### GESTELLTE AUFGABE
Entnimm wortgetreu den Abschnitt, der mit der Zeile beginnt, die "Note: mark the desk" enthält, und mit der Zeile endet, die "pixel 155 105" enthält. Beide Zeilen gehören dazu.

### GEGEBENE DATEN
※
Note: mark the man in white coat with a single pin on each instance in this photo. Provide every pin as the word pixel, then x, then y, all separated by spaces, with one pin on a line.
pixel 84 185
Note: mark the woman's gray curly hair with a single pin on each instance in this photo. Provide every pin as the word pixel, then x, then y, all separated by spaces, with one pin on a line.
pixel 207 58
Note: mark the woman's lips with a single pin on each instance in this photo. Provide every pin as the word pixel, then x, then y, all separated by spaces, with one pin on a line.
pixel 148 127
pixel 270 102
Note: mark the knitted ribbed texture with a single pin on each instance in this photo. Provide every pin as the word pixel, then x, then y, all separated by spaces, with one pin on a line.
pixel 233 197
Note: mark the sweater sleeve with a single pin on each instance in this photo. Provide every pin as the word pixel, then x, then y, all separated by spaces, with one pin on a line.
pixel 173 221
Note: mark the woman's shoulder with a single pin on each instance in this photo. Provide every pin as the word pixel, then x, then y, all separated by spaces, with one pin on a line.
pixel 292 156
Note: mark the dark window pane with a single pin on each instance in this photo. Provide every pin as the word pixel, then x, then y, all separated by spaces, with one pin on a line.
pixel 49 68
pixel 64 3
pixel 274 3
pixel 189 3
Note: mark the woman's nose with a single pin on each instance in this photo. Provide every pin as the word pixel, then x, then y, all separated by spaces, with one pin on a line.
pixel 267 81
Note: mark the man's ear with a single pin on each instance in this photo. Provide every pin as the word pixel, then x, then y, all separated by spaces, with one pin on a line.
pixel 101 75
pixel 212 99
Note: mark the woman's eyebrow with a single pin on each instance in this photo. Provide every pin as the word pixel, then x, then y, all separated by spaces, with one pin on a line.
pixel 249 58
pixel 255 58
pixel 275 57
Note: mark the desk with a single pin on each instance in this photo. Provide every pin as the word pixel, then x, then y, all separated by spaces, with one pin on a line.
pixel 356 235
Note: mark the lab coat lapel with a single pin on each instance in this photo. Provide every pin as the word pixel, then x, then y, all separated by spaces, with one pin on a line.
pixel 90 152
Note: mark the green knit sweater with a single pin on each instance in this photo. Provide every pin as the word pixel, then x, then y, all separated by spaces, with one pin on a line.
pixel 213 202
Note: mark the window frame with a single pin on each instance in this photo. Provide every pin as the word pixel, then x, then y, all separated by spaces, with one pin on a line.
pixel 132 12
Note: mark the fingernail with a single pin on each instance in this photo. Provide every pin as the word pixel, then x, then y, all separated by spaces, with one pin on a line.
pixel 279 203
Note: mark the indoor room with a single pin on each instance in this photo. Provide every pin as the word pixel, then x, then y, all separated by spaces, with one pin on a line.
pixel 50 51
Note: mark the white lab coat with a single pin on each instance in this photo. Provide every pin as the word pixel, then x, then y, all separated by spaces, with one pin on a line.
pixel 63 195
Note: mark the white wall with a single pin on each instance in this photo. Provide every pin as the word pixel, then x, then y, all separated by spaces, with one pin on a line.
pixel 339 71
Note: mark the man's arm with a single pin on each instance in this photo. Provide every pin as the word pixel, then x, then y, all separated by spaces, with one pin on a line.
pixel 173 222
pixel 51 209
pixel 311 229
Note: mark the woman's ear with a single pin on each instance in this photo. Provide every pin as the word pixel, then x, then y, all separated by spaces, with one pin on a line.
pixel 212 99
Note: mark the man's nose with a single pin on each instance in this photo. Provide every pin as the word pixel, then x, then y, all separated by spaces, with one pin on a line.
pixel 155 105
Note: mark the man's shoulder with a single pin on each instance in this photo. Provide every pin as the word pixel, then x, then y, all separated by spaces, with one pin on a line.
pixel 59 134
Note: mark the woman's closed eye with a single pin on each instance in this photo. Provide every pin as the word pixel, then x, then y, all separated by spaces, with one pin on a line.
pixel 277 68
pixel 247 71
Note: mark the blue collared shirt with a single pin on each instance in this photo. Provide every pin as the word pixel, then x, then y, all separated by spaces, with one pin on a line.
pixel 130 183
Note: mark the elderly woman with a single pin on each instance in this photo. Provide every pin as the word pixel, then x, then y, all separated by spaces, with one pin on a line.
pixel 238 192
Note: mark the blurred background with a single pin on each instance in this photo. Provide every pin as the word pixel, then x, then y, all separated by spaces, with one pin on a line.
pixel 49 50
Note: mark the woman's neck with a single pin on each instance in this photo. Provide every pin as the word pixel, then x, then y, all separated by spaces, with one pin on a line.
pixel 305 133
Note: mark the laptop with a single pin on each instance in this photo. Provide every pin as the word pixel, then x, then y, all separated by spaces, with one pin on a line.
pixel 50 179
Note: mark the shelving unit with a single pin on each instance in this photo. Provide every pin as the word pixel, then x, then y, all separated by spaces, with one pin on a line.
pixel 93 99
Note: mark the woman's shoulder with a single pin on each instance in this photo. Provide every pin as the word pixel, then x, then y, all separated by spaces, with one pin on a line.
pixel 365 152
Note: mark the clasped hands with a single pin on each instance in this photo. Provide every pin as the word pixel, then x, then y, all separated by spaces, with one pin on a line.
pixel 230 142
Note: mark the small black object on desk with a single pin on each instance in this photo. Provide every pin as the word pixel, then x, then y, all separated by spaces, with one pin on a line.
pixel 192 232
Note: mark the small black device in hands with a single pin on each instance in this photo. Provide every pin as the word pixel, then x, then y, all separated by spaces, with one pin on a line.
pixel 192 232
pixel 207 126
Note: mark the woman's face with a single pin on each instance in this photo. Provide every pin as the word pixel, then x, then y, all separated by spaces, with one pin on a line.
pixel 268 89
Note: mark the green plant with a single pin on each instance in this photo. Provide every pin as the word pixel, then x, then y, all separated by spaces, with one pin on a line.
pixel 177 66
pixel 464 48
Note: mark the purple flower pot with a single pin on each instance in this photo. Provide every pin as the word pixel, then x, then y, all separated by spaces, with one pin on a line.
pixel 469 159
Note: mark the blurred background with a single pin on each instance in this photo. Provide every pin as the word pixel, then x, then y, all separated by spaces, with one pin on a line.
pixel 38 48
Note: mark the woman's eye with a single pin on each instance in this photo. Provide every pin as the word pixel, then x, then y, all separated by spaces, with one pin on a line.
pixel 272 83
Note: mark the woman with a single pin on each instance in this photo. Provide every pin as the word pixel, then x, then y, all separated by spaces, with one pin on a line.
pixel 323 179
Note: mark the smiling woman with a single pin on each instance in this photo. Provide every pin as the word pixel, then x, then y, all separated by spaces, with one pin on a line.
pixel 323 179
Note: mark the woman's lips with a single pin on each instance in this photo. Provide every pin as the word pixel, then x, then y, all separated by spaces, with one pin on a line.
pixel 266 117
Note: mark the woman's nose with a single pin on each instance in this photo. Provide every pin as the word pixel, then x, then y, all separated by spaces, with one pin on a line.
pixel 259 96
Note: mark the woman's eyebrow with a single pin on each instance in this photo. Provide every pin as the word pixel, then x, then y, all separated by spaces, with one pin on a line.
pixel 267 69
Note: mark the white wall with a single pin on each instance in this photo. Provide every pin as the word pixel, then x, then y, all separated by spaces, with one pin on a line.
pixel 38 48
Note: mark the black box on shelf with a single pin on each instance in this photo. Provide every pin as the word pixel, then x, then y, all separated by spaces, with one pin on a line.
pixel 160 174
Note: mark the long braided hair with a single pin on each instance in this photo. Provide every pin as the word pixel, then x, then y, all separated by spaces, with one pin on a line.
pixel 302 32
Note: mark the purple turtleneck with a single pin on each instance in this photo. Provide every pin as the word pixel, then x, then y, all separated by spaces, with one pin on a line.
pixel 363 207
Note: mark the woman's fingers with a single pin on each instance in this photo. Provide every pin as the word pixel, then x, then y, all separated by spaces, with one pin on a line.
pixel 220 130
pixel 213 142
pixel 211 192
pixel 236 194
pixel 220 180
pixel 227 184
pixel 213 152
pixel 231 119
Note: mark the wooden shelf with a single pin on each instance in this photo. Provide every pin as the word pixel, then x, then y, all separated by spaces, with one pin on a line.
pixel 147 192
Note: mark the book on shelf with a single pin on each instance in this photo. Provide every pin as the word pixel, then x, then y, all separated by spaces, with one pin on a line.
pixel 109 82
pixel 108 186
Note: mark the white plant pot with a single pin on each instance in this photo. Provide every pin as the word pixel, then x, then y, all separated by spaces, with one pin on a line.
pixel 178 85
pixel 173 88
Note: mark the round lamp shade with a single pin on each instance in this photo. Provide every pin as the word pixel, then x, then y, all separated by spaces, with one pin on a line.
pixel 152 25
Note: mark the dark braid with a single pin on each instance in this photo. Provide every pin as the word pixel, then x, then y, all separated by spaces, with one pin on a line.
※
### ERWARTETE AUSGABE
Note: mark the desk with a single pin on each instance in this photo. Provide every pin as the word pixel, then x, then y, all separated by spaces, with one pin on a line.
pixel 356 235
Note: mark the lab coat lapel with a single pin on each instance in this photo. Provide every pin as the word pixel, then x, then y, all separated by spaces, with one pin on a line.
pixel 90 152
Note: mark the green knit sweater with a single pin on each instance in this photo. Provide every pin as the word pixel, then x, then y, all separated by spaces, with one pin on a line.
pixel 213 202
Note: mark the window frame with a single pin on each instance in this photo. Provide every pin as the word pixel, then x, then y, all separated by spaces, with one pin on a line.
pixel 132 12
Note: mark the fingernail with a single pin on each instance in this photo. Provide every pin as the word pixel, then x, then y, all separated by spaces, with one pin on a line.
pixel 279 203
Note: mark the indoor room with a single pin on each instance in this photo. Provide every pin as the word pixel, then x, then y, all separated by spaces, with one pin on a line.
pixel 50 51
Note: mark the white lab coat with a single pin on each instance in this photo. Provide every pin as the word pixel, then x, then y, all separated by spaces, with one pin on a line.
pixel 63 195
Note: mark the white wall with a single pin on each instance in this photo. Provide every pin as the word pixel, then x, then y, all separated by spaces, with one pin on a line.
pixel 339 71
Note: mark the man's arm with a single pin on each instance in this photo. Provide every pin as the word pixel, then x, then y, all separated by spaces, with one pin on a line.
pixel 173 222
pixel 51 209
pixel 311 229
Note: mark the woman's ear with a single pin on each instance in this photo. Provide every pin as the word pixel, then x, then y, all separated by spaces, with one pin on a line.
pixel 212 99
Note: mark the man's nose with a single pin on each instance in this photo. Provide every pin as the word pixel, then x, then y, all separated by spaces, with one pin on a line.
pixel 155 105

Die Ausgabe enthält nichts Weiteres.